▸ **EXERCISE INSTRUCTIONS**: Pull out every line in the entries below that contains the string "ceiling", and list each one unchanged.

Object position labeling entries
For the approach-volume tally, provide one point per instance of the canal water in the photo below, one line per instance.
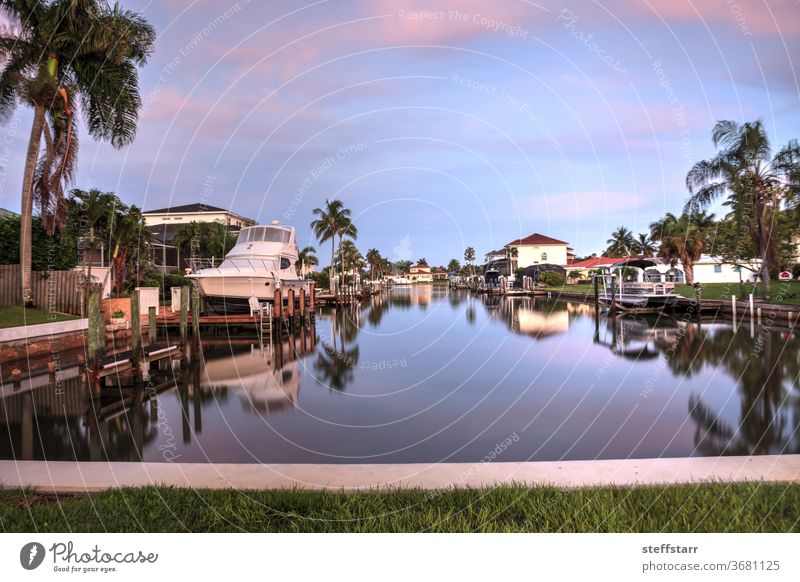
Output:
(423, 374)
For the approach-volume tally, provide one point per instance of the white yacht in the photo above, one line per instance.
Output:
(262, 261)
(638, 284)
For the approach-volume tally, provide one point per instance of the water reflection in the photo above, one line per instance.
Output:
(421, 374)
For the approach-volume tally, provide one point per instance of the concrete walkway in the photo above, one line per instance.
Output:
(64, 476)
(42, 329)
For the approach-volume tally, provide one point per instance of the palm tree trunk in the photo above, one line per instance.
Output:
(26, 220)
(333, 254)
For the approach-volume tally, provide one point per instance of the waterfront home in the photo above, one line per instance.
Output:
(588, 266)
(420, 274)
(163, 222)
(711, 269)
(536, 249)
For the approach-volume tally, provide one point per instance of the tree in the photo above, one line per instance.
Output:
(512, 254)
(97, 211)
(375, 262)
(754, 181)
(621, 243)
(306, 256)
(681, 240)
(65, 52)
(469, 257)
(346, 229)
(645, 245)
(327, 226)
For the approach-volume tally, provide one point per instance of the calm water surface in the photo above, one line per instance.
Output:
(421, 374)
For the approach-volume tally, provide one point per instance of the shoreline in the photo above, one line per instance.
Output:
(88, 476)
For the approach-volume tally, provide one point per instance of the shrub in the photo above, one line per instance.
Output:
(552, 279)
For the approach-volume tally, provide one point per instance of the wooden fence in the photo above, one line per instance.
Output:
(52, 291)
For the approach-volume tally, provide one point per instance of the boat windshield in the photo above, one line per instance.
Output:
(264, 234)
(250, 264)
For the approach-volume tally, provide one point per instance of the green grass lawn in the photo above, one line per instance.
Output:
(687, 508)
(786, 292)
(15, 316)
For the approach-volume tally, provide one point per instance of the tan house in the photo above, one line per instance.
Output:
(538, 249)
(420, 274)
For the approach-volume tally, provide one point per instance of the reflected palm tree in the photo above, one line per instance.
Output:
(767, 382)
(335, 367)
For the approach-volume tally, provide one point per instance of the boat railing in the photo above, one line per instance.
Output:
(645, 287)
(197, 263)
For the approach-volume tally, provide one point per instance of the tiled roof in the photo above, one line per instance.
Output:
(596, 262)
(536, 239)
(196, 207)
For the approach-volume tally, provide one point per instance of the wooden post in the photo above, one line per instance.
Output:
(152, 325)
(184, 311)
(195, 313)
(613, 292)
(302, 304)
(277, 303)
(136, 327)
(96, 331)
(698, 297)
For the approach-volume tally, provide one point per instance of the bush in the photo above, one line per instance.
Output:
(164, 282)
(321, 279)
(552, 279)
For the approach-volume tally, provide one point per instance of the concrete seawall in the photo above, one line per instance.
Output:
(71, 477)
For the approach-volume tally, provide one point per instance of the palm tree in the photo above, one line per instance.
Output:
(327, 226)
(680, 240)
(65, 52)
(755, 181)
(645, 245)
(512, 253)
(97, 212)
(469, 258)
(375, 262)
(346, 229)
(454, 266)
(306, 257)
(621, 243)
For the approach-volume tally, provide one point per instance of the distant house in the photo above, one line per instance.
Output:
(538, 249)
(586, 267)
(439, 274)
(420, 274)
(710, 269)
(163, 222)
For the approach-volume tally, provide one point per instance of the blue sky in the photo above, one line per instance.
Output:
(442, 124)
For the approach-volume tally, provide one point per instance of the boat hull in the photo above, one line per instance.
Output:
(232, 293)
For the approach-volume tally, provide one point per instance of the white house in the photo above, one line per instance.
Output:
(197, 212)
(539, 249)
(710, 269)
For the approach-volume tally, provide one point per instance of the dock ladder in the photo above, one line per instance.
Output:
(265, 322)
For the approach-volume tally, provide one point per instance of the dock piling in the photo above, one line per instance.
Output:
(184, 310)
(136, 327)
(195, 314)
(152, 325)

...

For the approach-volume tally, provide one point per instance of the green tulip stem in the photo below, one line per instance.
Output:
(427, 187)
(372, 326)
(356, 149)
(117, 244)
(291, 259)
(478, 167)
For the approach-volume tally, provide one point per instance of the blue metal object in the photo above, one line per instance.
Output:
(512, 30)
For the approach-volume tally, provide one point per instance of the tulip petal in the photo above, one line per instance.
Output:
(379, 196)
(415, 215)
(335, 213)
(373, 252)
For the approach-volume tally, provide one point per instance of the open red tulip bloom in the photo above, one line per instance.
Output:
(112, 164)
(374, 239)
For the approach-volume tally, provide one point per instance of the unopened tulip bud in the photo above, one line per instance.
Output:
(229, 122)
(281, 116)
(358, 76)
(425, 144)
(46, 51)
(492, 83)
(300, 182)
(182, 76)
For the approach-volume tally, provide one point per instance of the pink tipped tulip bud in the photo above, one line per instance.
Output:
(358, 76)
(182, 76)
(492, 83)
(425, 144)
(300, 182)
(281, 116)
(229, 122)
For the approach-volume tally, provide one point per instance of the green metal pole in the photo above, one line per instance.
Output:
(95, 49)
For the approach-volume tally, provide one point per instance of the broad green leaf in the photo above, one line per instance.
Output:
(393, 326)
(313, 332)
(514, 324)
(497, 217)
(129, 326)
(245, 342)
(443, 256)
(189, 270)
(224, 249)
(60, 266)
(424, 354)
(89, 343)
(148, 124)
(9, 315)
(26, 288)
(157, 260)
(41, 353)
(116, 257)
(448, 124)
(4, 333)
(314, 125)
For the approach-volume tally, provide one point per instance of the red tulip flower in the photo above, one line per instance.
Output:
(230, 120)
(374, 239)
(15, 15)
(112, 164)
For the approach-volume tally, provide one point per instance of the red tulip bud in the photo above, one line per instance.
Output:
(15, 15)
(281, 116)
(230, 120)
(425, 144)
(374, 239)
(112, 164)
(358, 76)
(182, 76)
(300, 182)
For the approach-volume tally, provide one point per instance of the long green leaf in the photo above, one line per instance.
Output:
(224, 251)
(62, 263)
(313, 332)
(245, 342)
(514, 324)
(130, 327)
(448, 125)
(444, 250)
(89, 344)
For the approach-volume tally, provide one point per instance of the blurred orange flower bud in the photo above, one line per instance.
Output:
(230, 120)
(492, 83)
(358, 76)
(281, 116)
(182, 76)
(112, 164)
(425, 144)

* * *

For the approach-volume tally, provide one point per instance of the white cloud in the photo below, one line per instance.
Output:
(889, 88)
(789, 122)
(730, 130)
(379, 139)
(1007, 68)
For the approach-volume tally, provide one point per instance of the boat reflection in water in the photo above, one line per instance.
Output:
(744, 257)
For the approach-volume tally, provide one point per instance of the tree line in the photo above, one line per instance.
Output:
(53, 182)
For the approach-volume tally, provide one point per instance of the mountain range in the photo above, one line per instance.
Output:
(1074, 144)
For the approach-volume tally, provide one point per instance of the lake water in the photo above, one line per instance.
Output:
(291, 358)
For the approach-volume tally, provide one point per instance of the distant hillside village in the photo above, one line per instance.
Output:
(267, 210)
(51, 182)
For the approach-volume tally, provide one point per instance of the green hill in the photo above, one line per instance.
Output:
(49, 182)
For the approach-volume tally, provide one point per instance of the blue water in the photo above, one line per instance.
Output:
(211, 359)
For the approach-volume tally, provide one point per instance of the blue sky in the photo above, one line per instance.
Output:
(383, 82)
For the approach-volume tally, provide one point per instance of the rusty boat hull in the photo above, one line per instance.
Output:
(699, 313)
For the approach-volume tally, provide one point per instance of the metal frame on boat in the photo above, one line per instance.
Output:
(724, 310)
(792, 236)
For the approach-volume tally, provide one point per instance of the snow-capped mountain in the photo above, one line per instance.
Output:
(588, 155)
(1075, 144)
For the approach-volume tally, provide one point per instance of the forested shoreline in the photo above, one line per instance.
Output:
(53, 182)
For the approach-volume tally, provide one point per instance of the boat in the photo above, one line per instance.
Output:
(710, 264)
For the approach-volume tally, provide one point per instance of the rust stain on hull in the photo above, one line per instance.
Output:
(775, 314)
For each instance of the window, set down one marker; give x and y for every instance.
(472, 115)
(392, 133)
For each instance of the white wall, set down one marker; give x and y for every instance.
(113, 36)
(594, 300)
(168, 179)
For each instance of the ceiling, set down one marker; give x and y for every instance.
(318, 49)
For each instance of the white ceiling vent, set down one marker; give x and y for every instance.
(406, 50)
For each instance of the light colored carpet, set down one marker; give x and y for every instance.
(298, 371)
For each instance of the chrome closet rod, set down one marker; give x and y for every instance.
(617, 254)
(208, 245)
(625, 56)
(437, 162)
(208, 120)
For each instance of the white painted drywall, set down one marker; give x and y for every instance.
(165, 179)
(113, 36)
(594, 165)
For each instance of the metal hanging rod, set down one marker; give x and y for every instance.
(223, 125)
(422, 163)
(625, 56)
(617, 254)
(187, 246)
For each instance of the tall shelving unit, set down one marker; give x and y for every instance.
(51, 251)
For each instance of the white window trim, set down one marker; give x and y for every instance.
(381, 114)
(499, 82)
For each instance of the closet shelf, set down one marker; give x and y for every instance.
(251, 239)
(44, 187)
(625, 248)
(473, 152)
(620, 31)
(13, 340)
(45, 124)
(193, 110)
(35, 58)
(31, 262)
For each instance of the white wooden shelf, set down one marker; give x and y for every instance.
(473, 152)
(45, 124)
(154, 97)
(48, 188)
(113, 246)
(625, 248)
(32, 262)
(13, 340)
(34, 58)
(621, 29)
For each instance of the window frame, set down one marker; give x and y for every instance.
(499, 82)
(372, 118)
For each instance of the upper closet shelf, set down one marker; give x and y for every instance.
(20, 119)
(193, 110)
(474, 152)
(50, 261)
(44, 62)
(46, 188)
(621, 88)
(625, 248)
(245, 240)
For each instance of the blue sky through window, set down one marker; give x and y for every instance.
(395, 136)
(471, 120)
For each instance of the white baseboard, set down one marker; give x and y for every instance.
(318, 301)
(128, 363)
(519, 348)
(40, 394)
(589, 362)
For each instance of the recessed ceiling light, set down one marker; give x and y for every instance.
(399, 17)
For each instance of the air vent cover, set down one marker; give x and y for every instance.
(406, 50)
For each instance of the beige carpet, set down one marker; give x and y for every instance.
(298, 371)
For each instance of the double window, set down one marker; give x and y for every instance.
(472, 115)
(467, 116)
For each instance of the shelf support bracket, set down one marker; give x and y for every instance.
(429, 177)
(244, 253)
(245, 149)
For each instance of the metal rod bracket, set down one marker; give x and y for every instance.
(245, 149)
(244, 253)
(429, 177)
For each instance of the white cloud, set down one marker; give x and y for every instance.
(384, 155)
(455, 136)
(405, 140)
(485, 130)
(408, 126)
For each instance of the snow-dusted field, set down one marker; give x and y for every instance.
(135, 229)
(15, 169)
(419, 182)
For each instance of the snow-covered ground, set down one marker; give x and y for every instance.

▸ **EXPECTED ANSWER**:
For each instance of the ceiling, set down one marker; give x and y for every instance.
For each instance of the white ceiling vent, set down one marker; give x and y for every instance.
For each instance of the recessed ceiling light, set down one marker; give x and y for every instance.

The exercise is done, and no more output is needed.